### WORK INSTRUCTIONS
Copy the entries below verbatim, beginning at the line that contains "# point at: round" and stopping after the line that contains "x=548, y=321", with both of those lines included.

★ ★ ★

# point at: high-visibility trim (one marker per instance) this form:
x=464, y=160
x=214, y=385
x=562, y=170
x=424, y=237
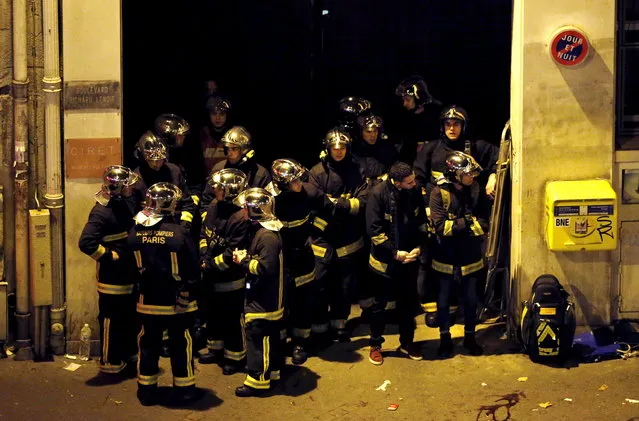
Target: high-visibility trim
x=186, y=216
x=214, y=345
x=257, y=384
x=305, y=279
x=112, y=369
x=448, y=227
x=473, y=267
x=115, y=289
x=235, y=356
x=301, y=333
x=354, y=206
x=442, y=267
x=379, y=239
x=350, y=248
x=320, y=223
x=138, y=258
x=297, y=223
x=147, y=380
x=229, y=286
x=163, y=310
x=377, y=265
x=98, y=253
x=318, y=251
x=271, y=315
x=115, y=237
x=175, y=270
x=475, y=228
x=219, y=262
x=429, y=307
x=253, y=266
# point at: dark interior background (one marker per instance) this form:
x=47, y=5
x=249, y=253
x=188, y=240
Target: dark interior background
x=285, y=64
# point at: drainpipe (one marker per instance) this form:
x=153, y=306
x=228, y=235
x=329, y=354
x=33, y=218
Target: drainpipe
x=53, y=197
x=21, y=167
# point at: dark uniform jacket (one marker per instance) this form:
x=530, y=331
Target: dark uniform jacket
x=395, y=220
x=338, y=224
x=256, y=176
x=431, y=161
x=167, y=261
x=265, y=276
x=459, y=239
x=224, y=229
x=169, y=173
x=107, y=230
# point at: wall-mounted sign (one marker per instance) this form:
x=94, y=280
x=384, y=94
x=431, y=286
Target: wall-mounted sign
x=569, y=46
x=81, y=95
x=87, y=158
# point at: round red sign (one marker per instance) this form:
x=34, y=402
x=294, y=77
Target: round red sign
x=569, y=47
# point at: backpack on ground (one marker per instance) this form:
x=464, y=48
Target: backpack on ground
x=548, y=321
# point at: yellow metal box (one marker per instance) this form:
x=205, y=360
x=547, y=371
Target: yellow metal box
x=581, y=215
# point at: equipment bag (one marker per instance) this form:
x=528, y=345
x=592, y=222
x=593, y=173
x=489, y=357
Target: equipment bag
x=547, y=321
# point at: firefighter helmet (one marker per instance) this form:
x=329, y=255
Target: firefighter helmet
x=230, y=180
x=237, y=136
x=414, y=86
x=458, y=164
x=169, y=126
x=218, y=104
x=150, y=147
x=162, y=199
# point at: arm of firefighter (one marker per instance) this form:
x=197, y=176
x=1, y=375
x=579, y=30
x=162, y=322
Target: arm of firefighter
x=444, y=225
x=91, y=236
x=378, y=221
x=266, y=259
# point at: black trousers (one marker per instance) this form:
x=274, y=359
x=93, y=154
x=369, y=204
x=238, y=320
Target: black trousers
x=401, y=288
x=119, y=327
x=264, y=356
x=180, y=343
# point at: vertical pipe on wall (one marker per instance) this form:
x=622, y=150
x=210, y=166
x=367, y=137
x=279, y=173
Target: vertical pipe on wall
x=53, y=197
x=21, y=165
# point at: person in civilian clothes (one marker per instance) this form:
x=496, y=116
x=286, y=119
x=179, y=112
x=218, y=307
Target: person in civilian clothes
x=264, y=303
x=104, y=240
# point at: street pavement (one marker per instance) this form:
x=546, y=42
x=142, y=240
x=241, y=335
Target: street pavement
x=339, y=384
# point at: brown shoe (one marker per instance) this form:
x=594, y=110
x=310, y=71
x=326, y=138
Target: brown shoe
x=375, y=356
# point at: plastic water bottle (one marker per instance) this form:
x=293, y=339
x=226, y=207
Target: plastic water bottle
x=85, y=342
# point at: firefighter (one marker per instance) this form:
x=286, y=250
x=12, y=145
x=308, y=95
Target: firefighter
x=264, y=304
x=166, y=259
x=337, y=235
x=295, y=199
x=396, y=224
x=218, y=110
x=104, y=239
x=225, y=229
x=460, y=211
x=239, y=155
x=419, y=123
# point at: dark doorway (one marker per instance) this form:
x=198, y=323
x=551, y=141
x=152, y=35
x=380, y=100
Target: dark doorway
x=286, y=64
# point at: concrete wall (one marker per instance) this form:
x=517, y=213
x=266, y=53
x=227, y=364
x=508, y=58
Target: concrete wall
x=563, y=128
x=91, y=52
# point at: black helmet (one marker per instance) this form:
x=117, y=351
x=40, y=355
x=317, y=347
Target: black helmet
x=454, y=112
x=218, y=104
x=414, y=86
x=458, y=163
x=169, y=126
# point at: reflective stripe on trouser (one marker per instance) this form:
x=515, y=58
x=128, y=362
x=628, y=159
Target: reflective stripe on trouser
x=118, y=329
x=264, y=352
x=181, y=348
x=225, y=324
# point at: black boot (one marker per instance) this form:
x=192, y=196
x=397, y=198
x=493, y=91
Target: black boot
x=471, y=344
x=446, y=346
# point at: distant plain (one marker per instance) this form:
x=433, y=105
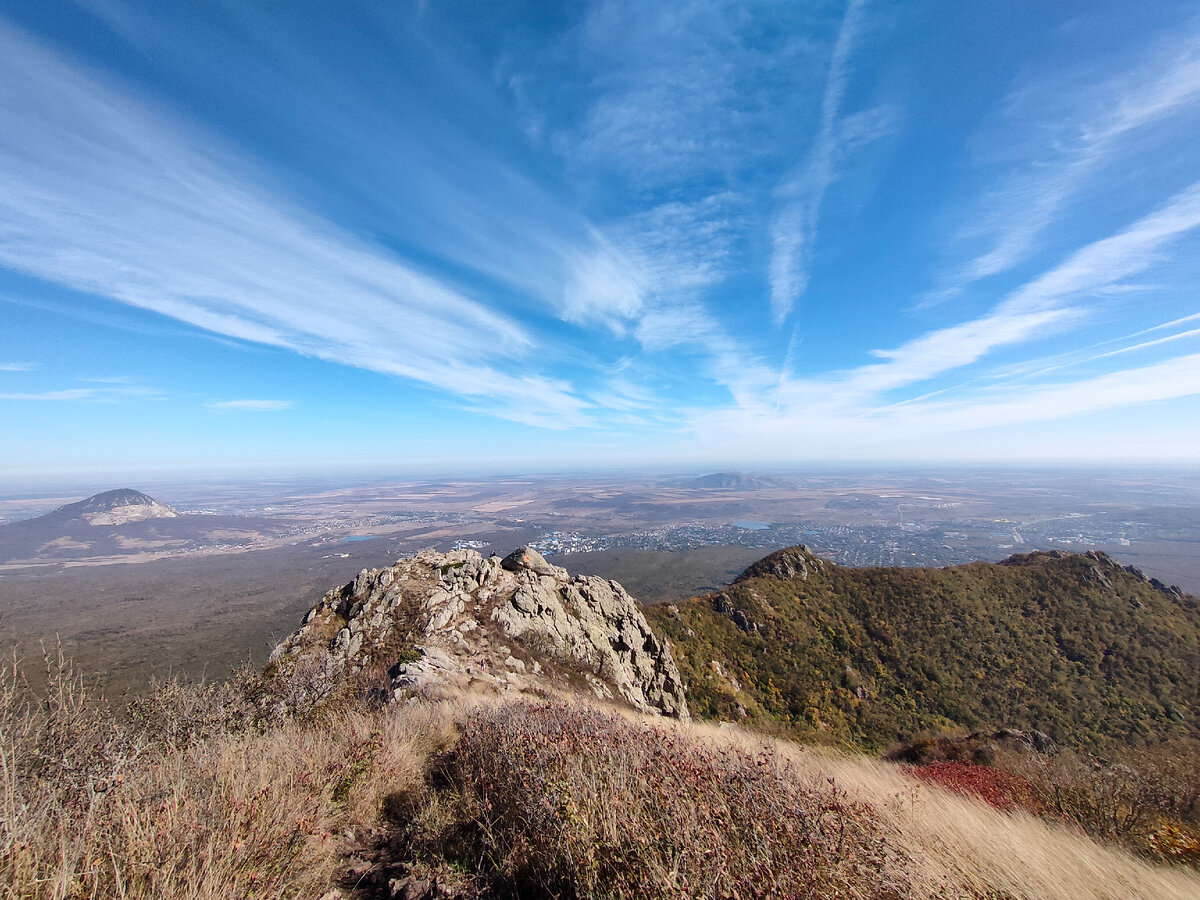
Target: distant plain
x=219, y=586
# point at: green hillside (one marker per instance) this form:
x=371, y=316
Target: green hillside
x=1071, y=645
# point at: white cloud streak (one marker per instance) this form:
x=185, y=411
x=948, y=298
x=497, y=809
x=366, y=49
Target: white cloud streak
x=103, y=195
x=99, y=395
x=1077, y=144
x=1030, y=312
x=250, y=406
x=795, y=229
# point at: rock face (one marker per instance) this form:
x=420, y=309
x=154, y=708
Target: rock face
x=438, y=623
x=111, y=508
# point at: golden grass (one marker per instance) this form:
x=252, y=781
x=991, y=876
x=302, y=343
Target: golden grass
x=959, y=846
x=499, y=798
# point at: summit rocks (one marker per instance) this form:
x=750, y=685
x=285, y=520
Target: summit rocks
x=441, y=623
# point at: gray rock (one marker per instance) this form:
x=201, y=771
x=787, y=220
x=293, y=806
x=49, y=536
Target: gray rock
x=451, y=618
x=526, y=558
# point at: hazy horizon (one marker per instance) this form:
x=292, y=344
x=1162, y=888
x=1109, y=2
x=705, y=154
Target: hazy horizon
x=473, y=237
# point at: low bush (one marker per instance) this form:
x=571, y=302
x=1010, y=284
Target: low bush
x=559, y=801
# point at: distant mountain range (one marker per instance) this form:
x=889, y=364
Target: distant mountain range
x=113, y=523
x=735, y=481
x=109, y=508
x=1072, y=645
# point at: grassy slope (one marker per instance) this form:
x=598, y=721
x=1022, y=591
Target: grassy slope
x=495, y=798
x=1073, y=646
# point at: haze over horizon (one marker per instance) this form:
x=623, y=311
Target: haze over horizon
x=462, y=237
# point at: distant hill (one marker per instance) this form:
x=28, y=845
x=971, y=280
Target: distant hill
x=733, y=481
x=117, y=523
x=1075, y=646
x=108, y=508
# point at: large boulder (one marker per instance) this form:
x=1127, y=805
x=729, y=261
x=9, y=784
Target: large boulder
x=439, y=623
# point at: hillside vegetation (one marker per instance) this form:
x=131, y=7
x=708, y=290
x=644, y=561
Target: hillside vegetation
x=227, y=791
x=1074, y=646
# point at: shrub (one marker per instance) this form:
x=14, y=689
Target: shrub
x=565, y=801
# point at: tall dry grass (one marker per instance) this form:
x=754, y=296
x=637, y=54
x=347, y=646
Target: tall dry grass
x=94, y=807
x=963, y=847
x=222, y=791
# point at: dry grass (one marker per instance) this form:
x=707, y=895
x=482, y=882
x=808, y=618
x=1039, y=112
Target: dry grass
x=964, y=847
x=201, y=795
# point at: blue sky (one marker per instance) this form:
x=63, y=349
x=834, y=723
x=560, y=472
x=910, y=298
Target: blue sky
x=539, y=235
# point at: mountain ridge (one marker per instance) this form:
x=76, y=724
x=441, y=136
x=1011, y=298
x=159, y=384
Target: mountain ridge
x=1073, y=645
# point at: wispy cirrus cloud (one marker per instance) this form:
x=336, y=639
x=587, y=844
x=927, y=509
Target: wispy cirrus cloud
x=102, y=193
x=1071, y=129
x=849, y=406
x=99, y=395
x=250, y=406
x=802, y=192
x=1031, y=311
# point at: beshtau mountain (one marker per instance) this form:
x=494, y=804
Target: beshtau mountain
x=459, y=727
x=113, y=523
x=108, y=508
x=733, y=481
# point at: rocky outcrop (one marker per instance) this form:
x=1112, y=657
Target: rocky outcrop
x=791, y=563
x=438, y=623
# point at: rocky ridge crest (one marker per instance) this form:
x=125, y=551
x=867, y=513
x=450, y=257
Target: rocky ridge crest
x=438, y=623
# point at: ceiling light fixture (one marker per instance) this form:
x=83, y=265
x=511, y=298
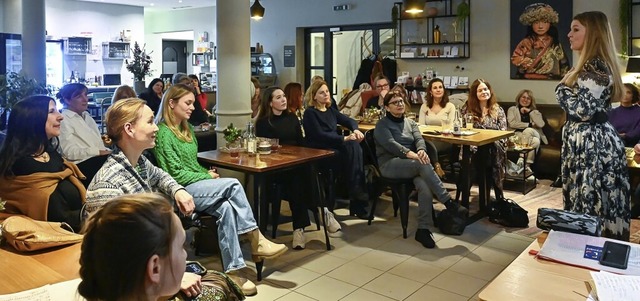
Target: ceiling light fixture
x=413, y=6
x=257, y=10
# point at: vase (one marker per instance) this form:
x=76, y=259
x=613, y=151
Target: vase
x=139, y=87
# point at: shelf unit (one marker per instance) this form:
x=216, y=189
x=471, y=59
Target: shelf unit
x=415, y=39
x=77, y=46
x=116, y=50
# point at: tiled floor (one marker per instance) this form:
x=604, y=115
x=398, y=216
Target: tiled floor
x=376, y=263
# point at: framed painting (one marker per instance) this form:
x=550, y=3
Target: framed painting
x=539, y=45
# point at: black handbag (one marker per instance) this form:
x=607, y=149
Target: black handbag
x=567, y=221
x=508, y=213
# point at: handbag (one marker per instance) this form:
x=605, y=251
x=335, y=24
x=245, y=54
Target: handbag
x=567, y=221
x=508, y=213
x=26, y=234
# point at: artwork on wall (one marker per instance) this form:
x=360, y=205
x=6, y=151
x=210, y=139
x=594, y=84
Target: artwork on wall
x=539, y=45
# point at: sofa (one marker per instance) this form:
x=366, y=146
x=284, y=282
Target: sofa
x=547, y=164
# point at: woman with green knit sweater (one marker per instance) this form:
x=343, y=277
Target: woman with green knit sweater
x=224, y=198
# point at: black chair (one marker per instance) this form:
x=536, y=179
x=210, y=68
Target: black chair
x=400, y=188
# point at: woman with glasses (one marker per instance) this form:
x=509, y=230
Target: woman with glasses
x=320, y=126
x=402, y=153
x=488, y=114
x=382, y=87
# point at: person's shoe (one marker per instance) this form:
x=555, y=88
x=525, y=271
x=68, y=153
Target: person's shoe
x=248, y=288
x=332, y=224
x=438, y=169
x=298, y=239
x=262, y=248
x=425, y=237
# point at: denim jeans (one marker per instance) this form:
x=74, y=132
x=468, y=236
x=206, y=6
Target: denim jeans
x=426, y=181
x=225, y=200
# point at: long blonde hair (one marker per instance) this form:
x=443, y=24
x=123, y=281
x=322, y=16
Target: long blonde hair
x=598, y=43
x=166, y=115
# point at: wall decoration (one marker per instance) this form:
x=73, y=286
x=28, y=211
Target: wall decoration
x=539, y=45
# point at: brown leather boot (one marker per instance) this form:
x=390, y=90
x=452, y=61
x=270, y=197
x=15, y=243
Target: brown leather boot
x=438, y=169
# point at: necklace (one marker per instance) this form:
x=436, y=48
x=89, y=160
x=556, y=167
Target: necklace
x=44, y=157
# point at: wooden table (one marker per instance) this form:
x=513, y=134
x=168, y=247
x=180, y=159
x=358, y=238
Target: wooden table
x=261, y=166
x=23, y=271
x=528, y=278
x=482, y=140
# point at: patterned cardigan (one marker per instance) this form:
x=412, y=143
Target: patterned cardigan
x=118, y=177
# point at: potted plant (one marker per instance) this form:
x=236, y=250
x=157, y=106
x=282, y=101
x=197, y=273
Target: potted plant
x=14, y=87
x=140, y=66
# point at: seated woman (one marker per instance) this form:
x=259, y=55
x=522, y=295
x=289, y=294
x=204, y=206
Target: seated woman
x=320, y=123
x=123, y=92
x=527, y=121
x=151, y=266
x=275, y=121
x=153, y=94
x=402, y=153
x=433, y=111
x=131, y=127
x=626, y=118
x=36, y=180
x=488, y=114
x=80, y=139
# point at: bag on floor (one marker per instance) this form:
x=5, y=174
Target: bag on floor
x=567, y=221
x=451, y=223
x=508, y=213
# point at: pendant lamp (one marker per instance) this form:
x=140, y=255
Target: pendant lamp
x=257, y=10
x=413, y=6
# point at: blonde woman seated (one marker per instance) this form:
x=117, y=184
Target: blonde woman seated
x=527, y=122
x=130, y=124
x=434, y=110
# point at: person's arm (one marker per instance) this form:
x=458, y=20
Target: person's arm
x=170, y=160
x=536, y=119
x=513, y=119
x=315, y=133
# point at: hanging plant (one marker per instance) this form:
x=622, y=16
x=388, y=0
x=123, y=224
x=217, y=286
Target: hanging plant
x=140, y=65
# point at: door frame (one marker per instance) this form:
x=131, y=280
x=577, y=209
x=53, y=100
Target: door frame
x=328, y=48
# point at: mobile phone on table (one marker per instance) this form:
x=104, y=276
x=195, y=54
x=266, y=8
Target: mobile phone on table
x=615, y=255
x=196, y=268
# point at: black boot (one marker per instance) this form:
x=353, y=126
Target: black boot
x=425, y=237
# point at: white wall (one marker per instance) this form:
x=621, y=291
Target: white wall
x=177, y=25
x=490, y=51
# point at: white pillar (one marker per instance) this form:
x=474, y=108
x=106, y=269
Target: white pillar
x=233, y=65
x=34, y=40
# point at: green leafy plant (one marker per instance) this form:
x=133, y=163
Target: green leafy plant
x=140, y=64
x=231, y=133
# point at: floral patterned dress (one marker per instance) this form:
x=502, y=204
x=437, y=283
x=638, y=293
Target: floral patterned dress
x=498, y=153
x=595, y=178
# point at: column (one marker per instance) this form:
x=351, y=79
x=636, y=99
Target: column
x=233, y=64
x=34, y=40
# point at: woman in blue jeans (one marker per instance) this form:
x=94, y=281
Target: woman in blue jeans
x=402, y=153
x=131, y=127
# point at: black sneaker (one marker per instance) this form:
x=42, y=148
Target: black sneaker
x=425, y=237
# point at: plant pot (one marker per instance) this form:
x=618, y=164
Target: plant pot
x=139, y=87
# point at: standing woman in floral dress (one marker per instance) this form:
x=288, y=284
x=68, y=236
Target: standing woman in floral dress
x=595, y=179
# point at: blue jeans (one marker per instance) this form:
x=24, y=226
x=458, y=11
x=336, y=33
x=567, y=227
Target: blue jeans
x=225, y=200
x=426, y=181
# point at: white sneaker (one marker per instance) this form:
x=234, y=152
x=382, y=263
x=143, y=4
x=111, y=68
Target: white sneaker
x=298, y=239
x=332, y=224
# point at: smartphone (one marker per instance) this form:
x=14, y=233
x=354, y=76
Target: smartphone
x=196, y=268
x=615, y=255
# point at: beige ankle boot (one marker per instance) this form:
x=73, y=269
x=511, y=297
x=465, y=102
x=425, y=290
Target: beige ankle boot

★ ★ ★

### SOLVED EXERCISE
# point at: round red sign (one marker per instance) this form:
x=34, y=402
x=294, y=77
Target: round red sign
x=569, y=47
# point at: backpack on ground (one marker per instance) this form:
x=464, y=48
Target: backpack on ground
x=548, y=321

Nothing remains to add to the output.